------ Extract

Spark Streaming at PS

Intro

In the Pluralsight product and engineering world there are many central principles of organization. Our product teams are cross functional in that they include engineers, a product manager, product designer, and often a data scientist or analyst. This product team (PXT) owns one or more bounded contexts (BCs), where a BC is a narrow domain of the business and encompasses a full tech stack (including its own database, front end, back end, and data).

Team autonomy is another central product principle at Pluralsight. We organize around bounded contexts and microservices such that teams can deploy code without inter-team release dependencies. Relatedly, the fact that BCs are isolated this way makes it such that one team can’t take the entire application down. This autonomy also means that teams choose their technology stack. For example, some use C#, some use Node, some Python. On the data side this applies as well. While we described some of our teams’ ksqlDB efforts here, there are yet other teams working with Spark. Yes, both ksqlDB and Spark are streaming analytics solutions. You might be wondering — doesn’t that make it such that lessons learned aren’t as valuable across the business? Yes, that occasionally is the case, but the autonomy and ability to quickly test and incorporate new technologies is a huge tail-wind to engineers and data scientists.

The Tech Leader

While much of the Pluralsight platform is focused on individual learners, many PXTs focus on the tech leader, who is often a CTO or engineering leader looking to skill up their teams.

------------
------ Given records

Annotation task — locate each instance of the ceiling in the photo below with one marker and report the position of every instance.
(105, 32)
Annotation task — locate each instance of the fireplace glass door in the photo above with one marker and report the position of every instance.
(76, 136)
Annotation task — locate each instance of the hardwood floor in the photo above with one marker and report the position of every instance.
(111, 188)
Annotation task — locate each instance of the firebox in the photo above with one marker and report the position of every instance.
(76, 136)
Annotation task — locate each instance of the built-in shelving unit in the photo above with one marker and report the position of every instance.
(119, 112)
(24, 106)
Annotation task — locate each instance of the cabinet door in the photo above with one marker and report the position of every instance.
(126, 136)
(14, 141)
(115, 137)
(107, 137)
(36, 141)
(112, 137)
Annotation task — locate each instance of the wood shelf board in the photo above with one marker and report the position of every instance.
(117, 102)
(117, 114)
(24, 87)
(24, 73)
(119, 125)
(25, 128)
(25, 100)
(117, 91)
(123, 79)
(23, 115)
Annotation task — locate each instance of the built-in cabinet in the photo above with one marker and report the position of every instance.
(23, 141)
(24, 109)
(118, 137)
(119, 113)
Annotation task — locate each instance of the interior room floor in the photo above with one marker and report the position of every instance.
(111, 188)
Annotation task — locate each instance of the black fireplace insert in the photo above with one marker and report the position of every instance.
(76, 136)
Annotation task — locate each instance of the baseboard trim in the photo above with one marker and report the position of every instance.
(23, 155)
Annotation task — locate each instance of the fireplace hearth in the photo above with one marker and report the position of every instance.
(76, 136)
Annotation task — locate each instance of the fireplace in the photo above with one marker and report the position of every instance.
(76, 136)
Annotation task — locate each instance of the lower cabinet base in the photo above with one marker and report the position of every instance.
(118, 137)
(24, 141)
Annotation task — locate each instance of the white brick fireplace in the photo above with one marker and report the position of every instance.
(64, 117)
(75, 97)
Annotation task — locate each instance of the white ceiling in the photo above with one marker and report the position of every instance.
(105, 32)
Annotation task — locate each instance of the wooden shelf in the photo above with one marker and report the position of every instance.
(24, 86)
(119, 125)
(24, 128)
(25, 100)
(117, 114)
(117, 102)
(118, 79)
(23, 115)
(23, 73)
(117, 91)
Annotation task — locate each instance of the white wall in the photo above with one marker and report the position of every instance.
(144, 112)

------------

• Objectives:
• a. Replace "engineers" with "developers" in the Spark Streaming article, from "Spark Streaming at" up to and including "end, and data).".
• b. Write the next part of the Spark Streaming article, starting after its last sentence.
None of the lines matter here.

• Outputs:
• a.
Spark Streaming at PS

Intro

In the Pluralsight product and engineering world there are many central principles of organization. Our product teams are cross functional in that they include developers, a product manager, product designer, and often a data scientist or analyst. This product team (PXT) owns one or more bounded contexts (BCs), where a BC is a narrow domain of the business and encompasses a full tech stack (including its own database, front end, back end, and data).

• b.
My team, the Plan Analytics PXT, focuses primarily on providing reports for these leaders. We provide insights into an organization’s use of the Pluralsight platform so that they can inventory the skills of their engineering teams and identify areas for improvement. These descriptive analytics show tech leaders how Pluralsight is providing value to their company and how their teams are improving. Which leads us to our product data tools.

Why Kafka

Most product data at Pluralsight has historically been transmitted via RabbitMQ. We are currently transitioning from RabbitMQ to Apache Kafka, a highly resilient storage system that stores a log of messages in key/value format. Data is organized into Kafka topics within the cluster and these topics can be subscribed to with different streaming technologies that can consume the data or produce data to a topic for others to consume.

As teams increasingly consume from Kafka, highly effective tools have been developed to replicate any Kafka topic to a Postgres table. My team has a slightly different use case than just using raw data, however. We have found that we need the ability to control how our data is shaped and aggregated before it is ready to be replicated. Some of the core elements of what we need to do are:

  1. Migrate data between plans when a plan merge occurs
  2. Associate any content usage with a plan
  3. Provide accurate analytics for our customers in real time

Most data at Pluralsight does not have a plan already associated with it and is frequently too large to query in its pre-aggregated state. Basic replication doesn’t handle these situations, unfortunately. Enter Spark.

Why Spark

Over the course of a year or so, my team and I have experimented with different streaming technologies; we briefly looked into Kafka Streams and KSQL, but they didn’t seem to support all the features we were looking for (at the time). We even dug into a streaming .NET library, but it wasn’t mature enough (once again, at the time) to suit our needs. We ended up choosing Apache Spark; it had the ability to join multiple streams of data together, it offered both batching and real time processing, stateful operations were attractive, and it came highly recommended from our Data Platform team.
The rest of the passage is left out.